-- Ziel der Aufgabe --
Zitieren Sie den folgenden Seitentext über Vergewaltigung und Selbstjustiz vollständig und wortgetreu.

-- Seitentext --
◇ ◇ ◇ ◇ ◇ ◇ ◇
Vergewaltigung und Selbstjustiz
Seltsam eindimensional aus dem Rahmen fiel da der Vortrag von Christine Künzel über »Rape and Revange: Zwischen Selbstjustiz, Coping-Strategie und pädagogischer Mission«. Nur stichwortartig und eher pflichtschuldig erwähnte die Literatur-und Kulturwissenschaftlerin historisch-literarische Erzählungen weiblicher Rache, um dann wohl auf ihre »Mission« zu kommen: Vergewaltigungen würden von der Justiz immer noch als »Kavaliersdelikt« behandelt. Das entspricht schlicht nicht der Realität und wird auch dem komplizierten Sexualstrafrecht nicht gerecht.
◇ ◇ ◇ ◇ ◇ ◇ ◇
-- Erfasste Daten --

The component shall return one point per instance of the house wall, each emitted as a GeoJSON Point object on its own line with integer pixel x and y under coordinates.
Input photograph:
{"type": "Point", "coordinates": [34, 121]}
◇ ◇ ◇ ◇ ◇ ◇ ◇
-- Lösung der Aufgabe --
Vergewaltigung und Selbstjustiz
Seltsam eindimensional aus dem Rahmen fiel da der Vortrag von Christine Künzel über »Rape and Revange: Zwischen Selbstjustiz, Coping-Strategie und pädagogischer Mission«. Nur stichwortartig und eher pflichtschuldig erwähnte die Literatur-und Kulturwissenschaftlerin historisch-literarische Erzählungen weiblicher Rache, um dann wohl auf ihre »Mission« zu kommen: Vergewaltigungen würden von der Justiz immer noch als »Kavaliersdelikt« behandelt. Das entspricht schlicht nicht der Realität und wird auch dem komplizierten Sexualstrafrecht nicht gerecht.